» Problem requirements: Put the rows from the line containing "Where can the monkey's stitched" through the line containing "(1214, 440)", both inclusive, into a numbered list, leaving out any blank lines.

» Data items:
--

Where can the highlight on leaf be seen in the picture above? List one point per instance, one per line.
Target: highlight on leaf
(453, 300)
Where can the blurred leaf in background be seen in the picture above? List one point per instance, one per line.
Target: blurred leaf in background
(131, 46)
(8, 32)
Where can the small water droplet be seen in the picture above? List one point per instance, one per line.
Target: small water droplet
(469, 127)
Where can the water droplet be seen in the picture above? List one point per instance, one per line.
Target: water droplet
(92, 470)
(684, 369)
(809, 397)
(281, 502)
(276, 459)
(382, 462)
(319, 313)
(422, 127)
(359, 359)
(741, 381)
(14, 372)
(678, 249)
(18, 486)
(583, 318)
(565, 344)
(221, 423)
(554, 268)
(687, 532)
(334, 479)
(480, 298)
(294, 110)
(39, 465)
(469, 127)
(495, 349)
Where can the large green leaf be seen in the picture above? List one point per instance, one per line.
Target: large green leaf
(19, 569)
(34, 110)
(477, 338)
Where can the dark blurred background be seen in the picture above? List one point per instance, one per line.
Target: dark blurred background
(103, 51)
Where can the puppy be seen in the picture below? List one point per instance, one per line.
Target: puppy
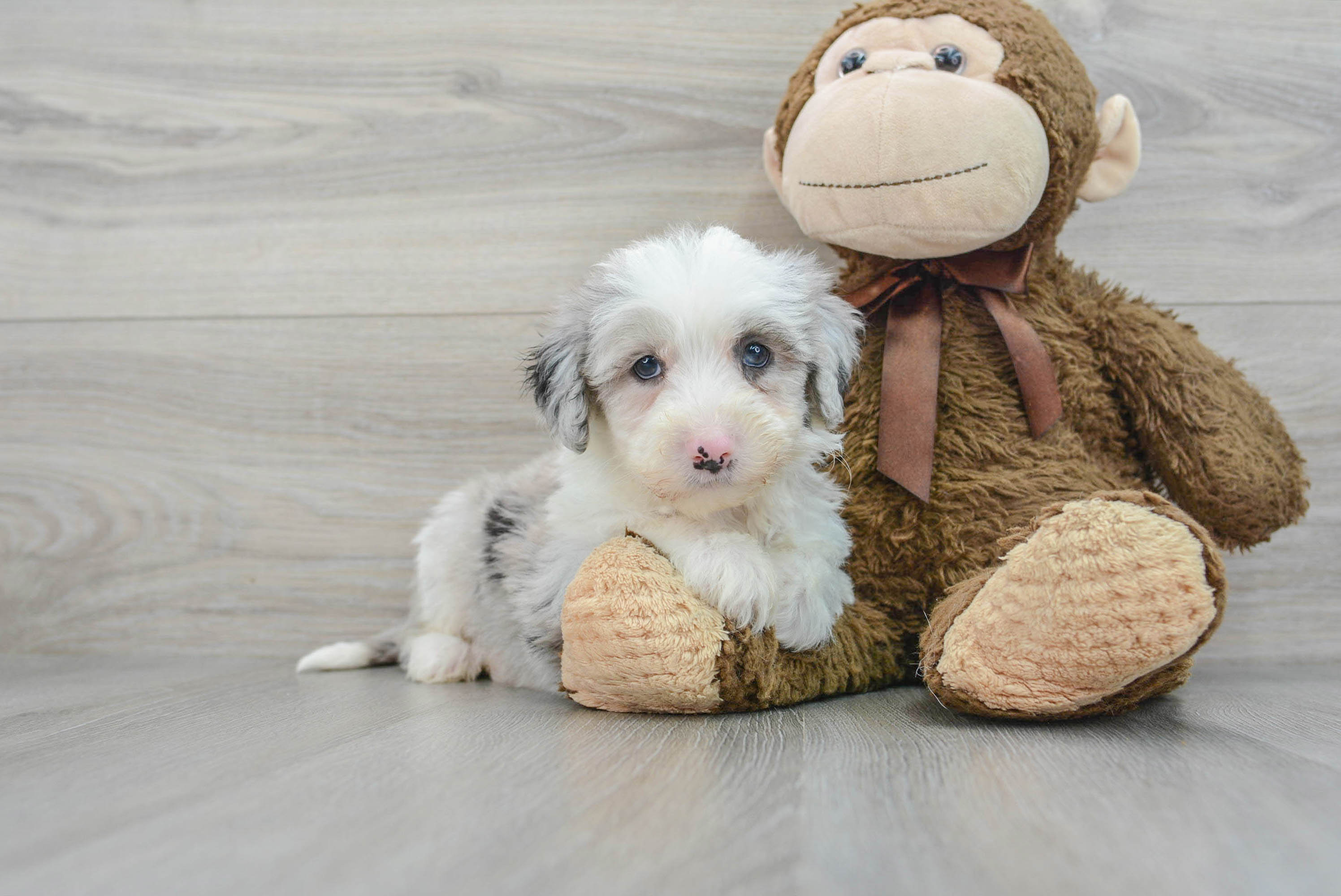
(694, 381)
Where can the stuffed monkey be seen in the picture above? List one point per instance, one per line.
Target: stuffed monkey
(1044, 470)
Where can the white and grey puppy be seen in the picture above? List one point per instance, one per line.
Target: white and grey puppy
(694, 381)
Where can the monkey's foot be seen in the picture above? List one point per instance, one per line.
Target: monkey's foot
(1099, 607)
(636, 639)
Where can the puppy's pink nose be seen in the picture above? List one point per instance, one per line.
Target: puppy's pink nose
(711, 451)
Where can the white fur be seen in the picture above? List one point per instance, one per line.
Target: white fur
(761, 540)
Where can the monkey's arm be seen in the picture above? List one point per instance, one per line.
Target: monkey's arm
(1216, 442)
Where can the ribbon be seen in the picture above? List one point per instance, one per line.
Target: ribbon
(911, 366)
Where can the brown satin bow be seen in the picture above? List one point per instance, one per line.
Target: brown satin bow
(911, 364)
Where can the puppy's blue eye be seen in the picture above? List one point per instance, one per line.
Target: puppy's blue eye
(647, 368)
(851, 62)
(757, 356)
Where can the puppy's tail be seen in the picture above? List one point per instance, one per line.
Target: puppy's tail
(383, 650)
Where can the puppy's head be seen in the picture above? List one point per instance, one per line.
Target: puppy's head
(701, 364)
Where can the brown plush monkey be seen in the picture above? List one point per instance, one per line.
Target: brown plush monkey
(1044, 469)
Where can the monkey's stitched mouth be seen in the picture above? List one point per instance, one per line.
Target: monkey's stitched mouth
(913, 180)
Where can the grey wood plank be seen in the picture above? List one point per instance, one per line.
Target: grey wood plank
(247, 159)
(251, 486)
(241, 777)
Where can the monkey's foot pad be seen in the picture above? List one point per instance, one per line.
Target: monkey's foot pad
(1093, 611)
(636, 639)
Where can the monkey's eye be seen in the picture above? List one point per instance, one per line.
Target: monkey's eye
(851, 62)
(757, 356)
(647, 368)
(948, 58)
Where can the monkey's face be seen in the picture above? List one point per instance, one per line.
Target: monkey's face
(908, 146)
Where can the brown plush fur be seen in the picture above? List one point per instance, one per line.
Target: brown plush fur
(1147, 409)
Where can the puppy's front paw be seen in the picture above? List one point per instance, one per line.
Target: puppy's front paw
(735, 576)
(436, 658)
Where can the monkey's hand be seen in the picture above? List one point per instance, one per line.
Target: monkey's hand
(1214, 440)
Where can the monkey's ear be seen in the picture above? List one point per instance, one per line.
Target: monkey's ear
(1119, 152)
(771, 164)
(554, 377)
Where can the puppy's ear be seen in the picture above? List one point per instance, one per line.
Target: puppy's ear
(837, 337)
(554, 377)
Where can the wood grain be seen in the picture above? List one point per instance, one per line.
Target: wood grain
(225, 776)
(251, 486)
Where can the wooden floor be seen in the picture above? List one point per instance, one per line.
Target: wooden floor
(216, 776)
(266, 274)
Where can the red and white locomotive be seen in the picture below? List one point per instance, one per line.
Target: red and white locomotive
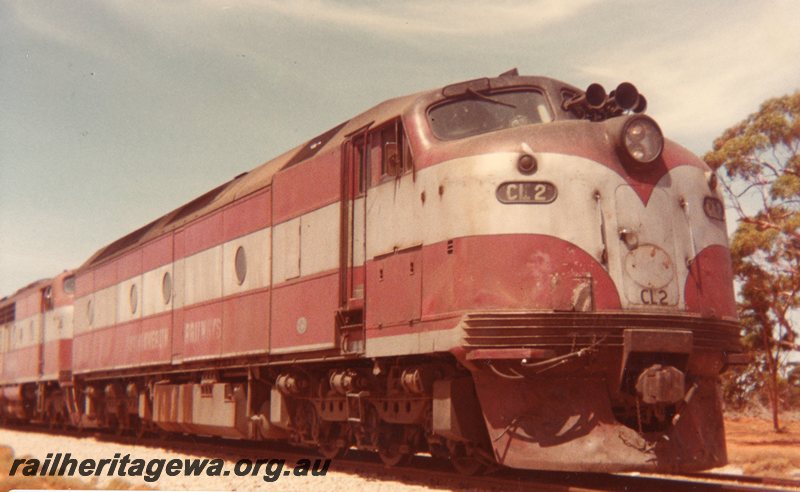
(507, 270)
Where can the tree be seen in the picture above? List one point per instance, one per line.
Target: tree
(762, 181)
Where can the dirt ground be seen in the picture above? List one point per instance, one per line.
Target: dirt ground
(754, 448)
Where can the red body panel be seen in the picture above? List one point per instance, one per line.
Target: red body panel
(521, 271)
(394, 286)
(306, 187)
(709, 290)
(202, 331)
(203, 234)
(245, 323)
(22, 363)
(249, 215)
(314, 300)
(57, 357)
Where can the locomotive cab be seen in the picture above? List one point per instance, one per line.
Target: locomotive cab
(589, 261)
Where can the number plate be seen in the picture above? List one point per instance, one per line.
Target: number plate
(526, 192)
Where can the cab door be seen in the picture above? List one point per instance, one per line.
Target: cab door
(350, 317)
(646, 249)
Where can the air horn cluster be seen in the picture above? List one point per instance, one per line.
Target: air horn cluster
(596, 105)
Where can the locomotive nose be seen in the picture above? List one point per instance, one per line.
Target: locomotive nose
(661, 385)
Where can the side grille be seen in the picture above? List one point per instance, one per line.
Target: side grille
(577, 330)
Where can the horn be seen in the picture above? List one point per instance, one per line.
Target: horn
(641, 105)
(626, 96)
(595, 96)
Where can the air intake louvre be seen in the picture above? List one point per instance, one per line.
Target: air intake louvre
(577, 330)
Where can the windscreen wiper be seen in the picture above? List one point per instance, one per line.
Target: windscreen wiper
(484, 97)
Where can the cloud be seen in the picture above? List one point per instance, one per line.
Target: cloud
(468, 18)
(709, 79)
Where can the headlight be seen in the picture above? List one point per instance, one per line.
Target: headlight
(642, 139)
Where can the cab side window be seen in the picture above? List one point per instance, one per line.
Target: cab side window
(390, 153)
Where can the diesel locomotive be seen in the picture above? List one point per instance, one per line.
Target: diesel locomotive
(504, 271)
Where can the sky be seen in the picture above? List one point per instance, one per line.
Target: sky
(113, 113)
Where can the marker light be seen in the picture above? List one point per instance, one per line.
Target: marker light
(642, 139)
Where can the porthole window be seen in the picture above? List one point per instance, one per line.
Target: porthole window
(69, 284)
(241, 265)
(166, 287)
(134, 298)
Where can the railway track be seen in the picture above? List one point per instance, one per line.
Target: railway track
(427, 471)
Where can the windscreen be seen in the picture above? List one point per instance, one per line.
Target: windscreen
(478, 113)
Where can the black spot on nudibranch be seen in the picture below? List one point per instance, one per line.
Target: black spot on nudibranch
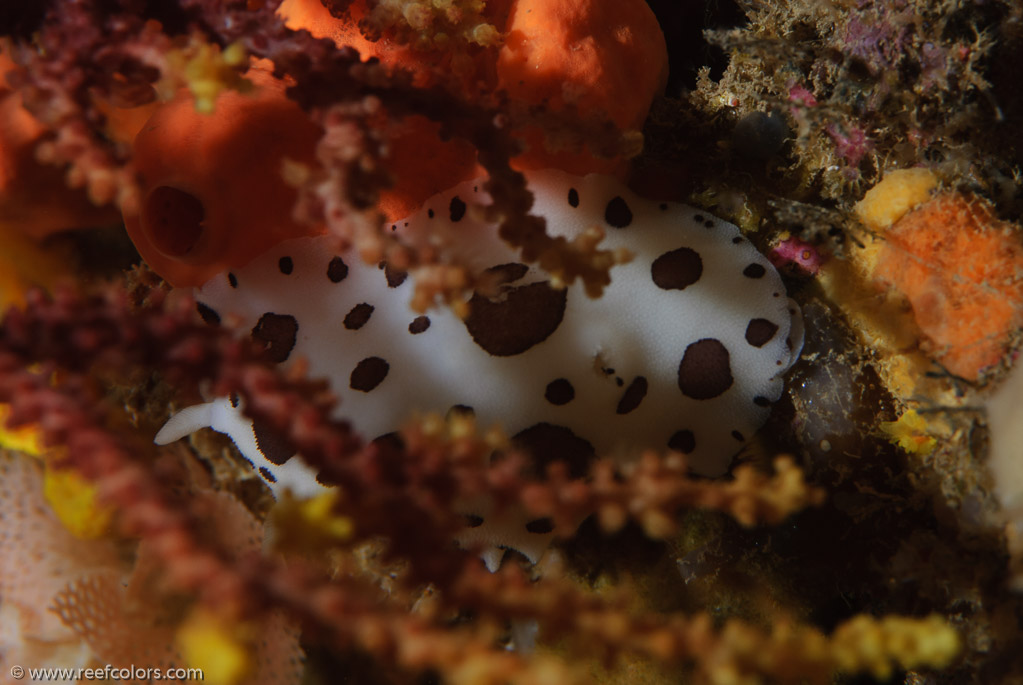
(278, 332)
(682, 441)
(456, 210)
(754, 271)
(271, 444)
(759, 332)
(358, 317)
(677, 269)
(394, 276)
(560, 392)
(632, 396)
(617, 213)
(705, 371)
(519, 319)
(540, 526)
(337, 270)
(419, 324)
(368, 373)
(547, 443)
(208, 314)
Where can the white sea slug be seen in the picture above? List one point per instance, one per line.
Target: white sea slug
(685, 349)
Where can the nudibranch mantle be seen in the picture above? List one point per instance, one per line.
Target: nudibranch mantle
(684, 350)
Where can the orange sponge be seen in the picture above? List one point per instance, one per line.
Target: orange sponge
(604, 56)
(962, 270)
(213, 194)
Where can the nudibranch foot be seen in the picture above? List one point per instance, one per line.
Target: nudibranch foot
(685, 350)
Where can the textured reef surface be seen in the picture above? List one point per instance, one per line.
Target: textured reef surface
(513, 340)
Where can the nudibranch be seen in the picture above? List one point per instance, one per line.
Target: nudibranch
(685, 350)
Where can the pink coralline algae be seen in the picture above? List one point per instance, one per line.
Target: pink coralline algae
(798, 256)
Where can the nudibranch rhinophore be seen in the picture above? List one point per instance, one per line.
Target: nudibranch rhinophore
(685, 349)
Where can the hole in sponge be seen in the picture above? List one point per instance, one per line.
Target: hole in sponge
(173, 220)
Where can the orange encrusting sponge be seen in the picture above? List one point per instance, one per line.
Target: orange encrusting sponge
(962, 270)
(213, 192)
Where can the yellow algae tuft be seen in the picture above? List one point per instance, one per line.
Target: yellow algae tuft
(73, 499)
(212, 644)
(207, 71)
(877, 645)
(899, 191)
(309, 523)
(910, 434)
(76, 503)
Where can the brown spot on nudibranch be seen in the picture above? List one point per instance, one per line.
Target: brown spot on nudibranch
(519, 318)
(271, 444)
(759, 332)
(754, 271)
(705, 371)
(394, 276)
(278, 332)
(547, 443)
(676, 270)
(456, 210)
(337, 270)
(368, 373)
(419, 324)
(540, 526)
(632, 396)
(682, 441)
(208, 314)
(617, 213)
(459, 410)
(358, 317)
(560, 392)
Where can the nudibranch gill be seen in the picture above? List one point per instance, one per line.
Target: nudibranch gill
(685, 349)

--

» Written answer:
1. Where can the monkey's stitched mouth be seen in the picture above? List one point per instance, one per line.
2. Target: monkey's stitched mouth
3. (913, 180)
4. Where can the grey wood plank be seen in the picture above? List one point per instance, one per line.
5. Target: grey wood plank
6. (247, 159)
7. (251, 486)
8. (241, 777)
9. Where can the monkey's foot pad be seen in the picture above? List one point per instance, one per line.
10. Target: monkey's foot pad
11. (1093, 611)
12. (636, 639)
13. Where can the monkey's eye be seen in the picture above? List one point per instance, one per line.
14. Target: monkey's eye
15. (851, 62)
16. (757, 356)
17. (647, 368)
18. (948, 58)
19. Where can the monkey's face be seen in the picture above? List one point per instance, one per line.
20. Target: monkey's face
21. (908, 146)
22. Where can the brown plush fur be seen in the picture above? List one point per instance, one per line.
23. Target: brown plush fur
24. (1147, 409)
25. Where can the puppy's front paw be seen in the picture above? List one point per instance, one per line.
26. Target: puppy's front paw
27. (735, 576)
28. (436, 658)
29. Where can the monkey's hand be seen in the picture above? List one point per instance, one per line.
30. Target: monkey's hand
31. (1214, 440)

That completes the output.